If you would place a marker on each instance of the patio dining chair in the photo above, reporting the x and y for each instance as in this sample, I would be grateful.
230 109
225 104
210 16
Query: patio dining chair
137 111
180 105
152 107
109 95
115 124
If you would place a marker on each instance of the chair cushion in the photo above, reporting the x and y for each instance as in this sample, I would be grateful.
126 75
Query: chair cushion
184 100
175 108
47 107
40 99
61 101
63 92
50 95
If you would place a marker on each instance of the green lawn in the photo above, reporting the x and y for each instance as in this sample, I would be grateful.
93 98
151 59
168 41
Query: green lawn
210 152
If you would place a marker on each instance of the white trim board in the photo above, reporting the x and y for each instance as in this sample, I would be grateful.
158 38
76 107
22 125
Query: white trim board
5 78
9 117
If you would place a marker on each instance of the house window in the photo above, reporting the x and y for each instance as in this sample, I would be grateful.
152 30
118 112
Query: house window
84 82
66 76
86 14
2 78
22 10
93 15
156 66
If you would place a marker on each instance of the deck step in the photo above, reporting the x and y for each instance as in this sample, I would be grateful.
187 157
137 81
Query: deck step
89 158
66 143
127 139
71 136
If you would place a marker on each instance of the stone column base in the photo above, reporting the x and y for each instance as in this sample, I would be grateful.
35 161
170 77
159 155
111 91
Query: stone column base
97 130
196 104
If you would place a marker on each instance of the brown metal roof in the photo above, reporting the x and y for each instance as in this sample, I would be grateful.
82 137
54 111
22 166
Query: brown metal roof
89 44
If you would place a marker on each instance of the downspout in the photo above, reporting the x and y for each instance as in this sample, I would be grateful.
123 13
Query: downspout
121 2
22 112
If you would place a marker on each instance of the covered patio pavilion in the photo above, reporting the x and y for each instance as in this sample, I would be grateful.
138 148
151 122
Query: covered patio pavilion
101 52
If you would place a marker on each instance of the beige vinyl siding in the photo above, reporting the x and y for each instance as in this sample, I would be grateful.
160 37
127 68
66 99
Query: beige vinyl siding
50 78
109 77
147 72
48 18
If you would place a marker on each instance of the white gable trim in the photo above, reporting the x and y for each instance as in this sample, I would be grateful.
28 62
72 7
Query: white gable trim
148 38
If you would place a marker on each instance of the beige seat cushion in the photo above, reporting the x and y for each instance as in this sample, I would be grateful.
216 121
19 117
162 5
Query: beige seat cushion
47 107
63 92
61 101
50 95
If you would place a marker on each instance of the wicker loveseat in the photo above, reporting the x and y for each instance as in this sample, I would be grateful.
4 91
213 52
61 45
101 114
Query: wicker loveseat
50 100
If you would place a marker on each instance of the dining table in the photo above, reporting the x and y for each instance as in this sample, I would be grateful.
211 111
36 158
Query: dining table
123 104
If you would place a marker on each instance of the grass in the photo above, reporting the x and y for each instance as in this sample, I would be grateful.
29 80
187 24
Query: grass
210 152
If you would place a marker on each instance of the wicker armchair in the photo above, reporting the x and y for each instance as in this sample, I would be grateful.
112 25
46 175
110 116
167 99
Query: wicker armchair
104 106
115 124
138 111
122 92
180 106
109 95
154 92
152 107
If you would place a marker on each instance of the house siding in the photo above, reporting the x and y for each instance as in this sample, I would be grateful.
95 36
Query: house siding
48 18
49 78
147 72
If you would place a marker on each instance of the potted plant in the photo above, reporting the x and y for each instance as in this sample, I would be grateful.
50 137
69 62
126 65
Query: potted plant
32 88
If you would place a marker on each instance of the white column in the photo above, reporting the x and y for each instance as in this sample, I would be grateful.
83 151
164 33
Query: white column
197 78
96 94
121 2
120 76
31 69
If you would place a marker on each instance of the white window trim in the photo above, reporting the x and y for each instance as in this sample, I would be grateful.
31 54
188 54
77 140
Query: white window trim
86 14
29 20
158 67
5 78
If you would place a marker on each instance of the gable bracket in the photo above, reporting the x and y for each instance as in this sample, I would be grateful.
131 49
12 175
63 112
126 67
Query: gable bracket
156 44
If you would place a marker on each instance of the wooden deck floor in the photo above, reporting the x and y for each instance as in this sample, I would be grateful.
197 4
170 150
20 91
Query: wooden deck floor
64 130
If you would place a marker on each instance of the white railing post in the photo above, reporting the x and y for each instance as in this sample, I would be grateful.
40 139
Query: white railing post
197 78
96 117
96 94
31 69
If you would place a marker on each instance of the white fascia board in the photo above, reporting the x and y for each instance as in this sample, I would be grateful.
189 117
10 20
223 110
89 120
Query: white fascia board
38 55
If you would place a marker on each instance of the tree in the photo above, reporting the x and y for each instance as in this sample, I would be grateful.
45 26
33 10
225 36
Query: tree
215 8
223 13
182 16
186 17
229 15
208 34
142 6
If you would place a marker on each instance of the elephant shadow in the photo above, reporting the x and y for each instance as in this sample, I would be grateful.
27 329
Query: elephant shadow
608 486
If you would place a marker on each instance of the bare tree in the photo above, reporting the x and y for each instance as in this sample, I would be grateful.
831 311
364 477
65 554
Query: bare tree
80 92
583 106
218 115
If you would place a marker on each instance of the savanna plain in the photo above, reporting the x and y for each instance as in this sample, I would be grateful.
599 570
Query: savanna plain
...
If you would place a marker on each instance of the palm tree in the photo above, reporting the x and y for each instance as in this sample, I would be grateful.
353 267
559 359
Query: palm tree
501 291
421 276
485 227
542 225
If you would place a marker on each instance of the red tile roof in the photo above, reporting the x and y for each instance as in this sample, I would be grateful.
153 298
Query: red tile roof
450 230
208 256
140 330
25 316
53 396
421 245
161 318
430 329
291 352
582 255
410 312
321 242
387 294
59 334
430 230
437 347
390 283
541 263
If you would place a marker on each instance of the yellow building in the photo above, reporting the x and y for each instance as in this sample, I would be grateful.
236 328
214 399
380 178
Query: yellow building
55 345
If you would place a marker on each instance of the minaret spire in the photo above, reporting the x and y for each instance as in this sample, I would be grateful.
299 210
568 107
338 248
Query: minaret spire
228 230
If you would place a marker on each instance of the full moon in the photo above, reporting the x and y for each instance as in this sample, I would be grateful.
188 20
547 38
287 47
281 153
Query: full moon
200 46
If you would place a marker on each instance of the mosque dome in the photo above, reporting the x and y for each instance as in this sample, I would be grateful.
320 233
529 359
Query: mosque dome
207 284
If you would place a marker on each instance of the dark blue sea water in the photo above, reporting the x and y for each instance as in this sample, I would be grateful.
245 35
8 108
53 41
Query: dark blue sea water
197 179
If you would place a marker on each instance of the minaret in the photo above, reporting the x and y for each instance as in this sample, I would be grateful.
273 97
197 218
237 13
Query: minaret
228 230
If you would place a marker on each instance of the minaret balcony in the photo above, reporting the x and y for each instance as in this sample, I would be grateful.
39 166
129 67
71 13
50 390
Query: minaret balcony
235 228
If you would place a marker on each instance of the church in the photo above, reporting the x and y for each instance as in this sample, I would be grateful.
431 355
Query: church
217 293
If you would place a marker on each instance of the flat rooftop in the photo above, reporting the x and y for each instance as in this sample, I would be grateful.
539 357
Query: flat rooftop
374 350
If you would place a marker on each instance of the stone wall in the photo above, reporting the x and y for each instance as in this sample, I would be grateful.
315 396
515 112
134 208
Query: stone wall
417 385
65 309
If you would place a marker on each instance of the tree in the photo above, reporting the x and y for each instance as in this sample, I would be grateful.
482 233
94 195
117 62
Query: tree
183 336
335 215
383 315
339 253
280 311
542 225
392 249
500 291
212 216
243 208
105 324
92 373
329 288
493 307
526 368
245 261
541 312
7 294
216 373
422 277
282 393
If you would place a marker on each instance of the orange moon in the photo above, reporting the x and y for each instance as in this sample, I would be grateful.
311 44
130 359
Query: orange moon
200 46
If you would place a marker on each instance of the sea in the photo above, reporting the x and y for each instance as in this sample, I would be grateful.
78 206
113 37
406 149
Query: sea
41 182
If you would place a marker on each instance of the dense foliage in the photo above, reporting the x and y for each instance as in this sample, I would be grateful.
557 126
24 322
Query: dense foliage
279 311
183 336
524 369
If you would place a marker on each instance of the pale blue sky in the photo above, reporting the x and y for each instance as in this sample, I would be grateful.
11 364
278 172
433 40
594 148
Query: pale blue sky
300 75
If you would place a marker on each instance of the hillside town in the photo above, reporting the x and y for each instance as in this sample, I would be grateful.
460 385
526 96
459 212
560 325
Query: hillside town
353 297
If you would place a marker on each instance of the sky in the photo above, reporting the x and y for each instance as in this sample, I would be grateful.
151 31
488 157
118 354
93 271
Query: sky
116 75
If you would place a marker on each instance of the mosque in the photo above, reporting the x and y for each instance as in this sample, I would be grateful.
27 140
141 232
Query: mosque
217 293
--
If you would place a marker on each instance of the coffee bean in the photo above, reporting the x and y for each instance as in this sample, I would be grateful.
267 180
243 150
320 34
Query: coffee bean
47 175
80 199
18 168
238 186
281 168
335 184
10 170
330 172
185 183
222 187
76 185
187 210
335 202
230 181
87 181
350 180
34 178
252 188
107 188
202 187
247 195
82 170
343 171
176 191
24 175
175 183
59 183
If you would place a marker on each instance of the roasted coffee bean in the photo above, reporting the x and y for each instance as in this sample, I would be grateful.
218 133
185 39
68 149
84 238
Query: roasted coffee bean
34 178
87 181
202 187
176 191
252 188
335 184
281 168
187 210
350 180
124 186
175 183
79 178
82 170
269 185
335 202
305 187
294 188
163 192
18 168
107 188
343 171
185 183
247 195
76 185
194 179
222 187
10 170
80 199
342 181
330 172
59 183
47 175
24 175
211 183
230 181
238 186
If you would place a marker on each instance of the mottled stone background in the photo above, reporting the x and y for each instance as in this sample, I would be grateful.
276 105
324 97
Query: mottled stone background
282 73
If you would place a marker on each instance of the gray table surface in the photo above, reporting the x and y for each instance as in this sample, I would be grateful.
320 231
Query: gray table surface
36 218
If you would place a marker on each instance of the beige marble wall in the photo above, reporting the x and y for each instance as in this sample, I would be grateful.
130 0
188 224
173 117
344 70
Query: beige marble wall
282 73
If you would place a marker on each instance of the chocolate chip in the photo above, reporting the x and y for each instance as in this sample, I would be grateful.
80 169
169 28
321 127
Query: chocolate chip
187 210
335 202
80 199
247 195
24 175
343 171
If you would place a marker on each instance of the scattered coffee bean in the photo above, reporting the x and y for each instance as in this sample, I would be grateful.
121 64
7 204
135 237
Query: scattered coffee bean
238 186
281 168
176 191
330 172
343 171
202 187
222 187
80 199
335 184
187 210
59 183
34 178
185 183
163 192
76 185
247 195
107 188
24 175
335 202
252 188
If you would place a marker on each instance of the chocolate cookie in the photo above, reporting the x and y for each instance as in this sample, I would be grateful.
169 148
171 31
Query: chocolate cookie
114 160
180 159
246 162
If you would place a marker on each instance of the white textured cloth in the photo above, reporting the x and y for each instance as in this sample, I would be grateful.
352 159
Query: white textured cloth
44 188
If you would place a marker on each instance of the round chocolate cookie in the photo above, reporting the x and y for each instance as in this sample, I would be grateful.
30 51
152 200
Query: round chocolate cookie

### AIM OF THE EXERCISE
Which lines in the material above contain the word "textured"? Pull out each of them in full.

### REPLY TO THE EXERCISE
If you would place a marker on each instance of the white textured cloth in the photo above, reporting the x and y for each instance as in this sample, I would be grateful.
Query: white textured cloth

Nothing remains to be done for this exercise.